WORK TO COMPLETE |
Keeping each line exactly as it is, output all of the records.

=-=-=

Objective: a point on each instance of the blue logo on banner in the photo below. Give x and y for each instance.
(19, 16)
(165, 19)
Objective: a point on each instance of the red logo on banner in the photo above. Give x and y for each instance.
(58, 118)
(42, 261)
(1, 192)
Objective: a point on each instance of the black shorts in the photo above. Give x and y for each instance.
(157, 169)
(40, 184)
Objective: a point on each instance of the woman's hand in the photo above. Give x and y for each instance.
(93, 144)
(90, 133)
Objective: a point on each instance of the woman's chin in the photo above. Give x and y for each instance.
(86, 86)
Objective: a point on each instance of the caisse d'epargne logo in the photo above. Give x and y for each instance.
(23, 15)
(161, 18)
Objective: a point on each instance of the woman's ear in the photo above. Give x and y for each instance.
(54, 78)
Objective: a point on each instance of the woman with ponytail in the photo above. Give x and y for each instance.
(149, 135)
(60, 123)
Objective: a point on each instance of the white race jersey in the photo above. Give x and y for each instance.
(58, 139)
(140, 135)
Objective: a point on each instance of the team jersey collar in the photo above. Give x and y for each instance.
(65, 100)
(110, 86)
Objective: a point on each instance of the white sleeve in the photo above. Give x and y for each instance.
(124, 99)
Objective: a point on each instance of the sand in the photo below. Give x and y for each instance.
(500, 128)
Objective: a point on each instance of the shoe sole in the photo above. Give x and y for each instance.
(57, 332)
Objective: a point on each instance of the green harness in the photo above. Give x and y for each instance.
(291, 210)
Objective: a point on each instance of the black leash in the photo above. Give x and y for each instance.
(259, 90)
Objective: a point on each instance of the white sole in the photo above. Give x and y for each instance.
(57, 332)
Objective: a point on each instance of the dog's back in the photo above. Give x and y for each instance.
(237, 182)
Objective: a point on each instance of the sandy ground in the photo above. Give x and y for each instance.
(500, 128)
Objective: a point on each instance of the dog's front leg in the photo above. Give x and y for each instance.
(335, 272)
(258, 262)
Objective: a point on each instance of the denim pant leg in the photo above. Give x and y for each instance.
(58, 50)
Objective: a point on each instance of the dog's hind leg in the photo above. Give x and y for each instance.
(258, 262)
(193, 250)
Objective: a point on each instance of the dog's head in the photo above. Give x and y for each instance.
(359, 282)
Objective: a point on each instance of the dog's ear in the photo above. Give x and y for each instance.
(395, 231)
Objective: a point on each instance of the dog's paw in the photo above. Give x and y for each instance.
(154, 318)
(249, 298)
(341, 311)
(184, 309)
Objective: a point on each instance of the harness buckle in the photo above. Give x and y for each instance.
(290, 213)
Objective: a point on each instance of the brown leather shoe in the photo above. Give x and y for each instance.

=-=-=

YOUR RESPONSE |
Objective: a point on each instance of the blue logo on banner in the photo below. Give x and y for each instance.
(19, 16)
(165, 19)
Objective: a point on each instance of the red logo on banner in the photo above. Give x and y for each instance.
(58, 118)
(42, 261)
(1, 192)
Objective: a point on each instance of the black shorts in the photo above. Give x and y for each instance.
(157, 169)
(40, 184)
Objective: a point on each instance of the woman's hand in the photo above. Give x and y for each instance.
(93, 144)
(90, 133)
Objective: a point on each instance of the woman's chin in the photo above. Give x and y for each instance.
(86, 86)
Objective: a point on each instance of the caisse d'epargne logo in the photo above. Give x and y for each instance.
(23, 15)
(161, 18)
Objective: a point on each instance of the woman's ear in the photo above. Give x and y for each instance.
(54, 78)
Objective: a point on each instance of the woman with ponytail in the photo above. Give x and y for each instance.
(149, 135)
(60, 123)
Objective: a point on each instance of the white race jersey in the photo above. Give x and y for each instance.
(58, 139)
(140, 135)
Objective: a point on each instance of the team jersey collar in the photo above. Give x and y for each instance.
(65, 100)
(110, 86)
Objective: a point on each instance of the white sleeve in the photo above. Give x and y for each instance.
(124, 99)
Objective: a point on each instance of the sand in the photo below. Give x and y for each instance.
(500, 128)
Objective: a point on each instance of the shoe sole in the photo above. Give x and y for each instance.
(57, 332)
Objective: a point on each instance of the green harness in the photo above. Give x and y for each instance.
(291, 210)
Objective: a point on each instance of the black leash in the photo above. Give x and y for each instance.
(259, 90)
Objective: a point on each instance of the white sole in the photo above. Give x and y for each instance.
(57, 332)
Objective: a point on each instance of the dog's back in the photo above. Give x and y for each instance.
(237, 182)
Objective: a point on each instance of the sandy ground in the photo above. Give x and y for each instance.
(500, 128)
Objective: a point on each instance of the dog's front leg in the photo above. Give x and y for each instance.
(335, 272)
(258, 262)
Objective: a point on each instance of the denim pant leg in the photo above. Give x and y for each instance.
(58, 50)
Objective: a point on each instance of the dog's hind leg in the photo above. Give x and y for each instance.
(258, 262)
(193, 250)
Objective: a point on each instance of the dog's head in the photo above. Give x and y for each instance.
(359, 282)
Objective: a point on each instance of the dog's ear in the photo above. Give x and y for each instance.
(395, 231)
Objective: a point on each instance of the dog's paw in the photo above. Give x and y for each instance.
(154, 318)
(249, 298)
(341, 311)
(184, 309)
Objective: a point on each instance of the harness buckle in the photo above. Give x and y for each instance.
(290, 213)
Objective: a point on each instance of the brown leather shoe in the photo above. Give x and y for each instance.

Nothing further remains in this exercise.